What needs to be done: Switch "blue ski pants" to "red ski pants" in the stretch of the listing from its start through the line containing "POLYGON ((524 312, 528". Give that stretch again with nothing else changed.

[Some records]
-*-*-

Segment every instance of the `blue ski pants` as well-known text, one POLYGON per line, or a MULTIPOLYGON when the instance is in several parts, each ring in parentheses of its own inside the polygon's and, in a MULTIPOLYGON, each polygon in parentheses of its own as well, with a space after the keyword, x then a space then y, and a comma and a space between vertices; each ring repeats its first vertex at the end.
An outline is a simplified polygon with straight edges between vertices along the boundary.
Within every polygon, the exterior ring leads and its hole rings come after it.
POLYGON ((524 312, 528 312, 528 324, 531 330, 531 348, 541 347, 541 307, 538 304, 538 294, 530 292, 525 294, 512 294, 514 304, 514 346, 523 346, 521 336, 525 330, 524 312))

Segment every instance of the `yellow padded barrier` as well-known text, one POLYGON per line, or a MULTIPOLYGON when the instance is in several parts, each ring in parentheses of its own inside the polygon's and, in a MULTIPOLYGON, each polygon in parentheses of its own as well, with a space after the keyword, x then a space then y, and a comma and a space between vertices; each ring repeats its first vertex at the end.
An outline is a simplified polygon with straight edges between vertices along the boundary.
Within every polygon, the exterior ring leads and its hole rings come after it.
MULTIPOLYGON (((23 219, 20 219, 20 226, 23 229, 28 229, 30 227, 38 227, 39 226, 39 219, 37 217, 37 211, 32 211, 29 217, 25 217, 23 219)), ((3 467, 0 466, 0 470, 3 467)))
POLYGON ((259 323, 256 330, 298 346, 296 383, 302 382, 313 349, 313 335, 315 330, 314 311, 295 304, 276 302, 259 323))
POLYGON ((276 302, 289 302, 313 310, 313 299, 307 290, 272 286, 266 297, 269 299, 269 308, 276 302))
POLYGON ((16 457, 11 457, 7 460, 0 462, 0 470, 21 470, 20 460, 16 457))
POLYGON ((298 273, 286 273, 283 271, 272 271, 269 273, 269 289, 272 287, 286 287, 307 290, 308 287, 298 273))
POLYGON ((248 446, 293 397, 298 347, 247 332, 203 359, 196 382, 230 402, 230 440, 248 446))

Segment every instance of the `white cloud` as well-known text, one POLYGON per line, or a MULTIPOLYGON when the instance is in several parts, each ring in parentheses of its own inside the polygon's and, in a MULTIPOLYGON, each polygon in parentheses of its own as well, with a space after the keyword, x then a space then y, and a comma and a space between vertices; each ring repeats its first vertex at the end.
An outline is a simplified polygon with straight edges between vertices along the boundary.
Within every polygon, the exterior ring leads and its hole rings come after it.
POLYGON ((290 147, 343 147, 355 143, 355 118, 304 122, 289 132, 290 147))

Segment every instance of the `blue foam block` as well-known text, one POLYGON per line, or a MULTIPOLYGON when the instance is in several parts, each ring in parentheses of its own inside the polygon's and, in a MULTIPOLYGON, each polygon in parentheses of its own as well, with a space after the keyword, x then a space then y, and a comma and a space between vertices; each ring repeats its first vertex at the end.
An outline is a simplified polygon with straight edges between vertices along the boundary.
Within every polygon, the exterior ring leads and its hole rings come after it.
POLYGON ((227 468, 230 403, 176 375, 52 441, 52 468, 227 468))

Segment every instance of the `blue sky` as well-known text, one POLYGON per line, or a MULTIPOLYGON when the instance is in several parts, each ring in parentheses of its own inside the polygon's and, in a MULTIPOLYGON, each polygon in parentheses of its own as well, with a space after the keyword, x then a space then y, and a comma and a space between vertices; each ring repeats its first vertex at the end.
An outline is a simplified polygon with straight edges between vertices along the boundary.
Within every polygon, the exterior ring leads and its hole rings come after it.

-*-*-

Answer for the task:
Segment every instance of the `red ski pants` as well-known text, one POLYGON per line, or a MULTIPOLYGON when the instance is in several parts, each ring in parentheses of its own inside the polygon's and, in a MULTIPOLYGON, each polygon in parentheses of its own as well, with a space after the keyword, x then a space then y, and a comma and a space between vertices; each ring repeats its first vertex at the end.
An outline is a simplified polygon with straight edges between vertices along the boundary.
Within every polygon, the exterior ring leads and its hole rings come after it.
POLYGON ((524 312, 528 312, 528 324, 531 330, 531 348, 541 347, 541 307, 538 304, 538 294, 530 292, 525 294, 512 294, 514 304, 514 346, 523 346, 521 336, 525 330, 524 312))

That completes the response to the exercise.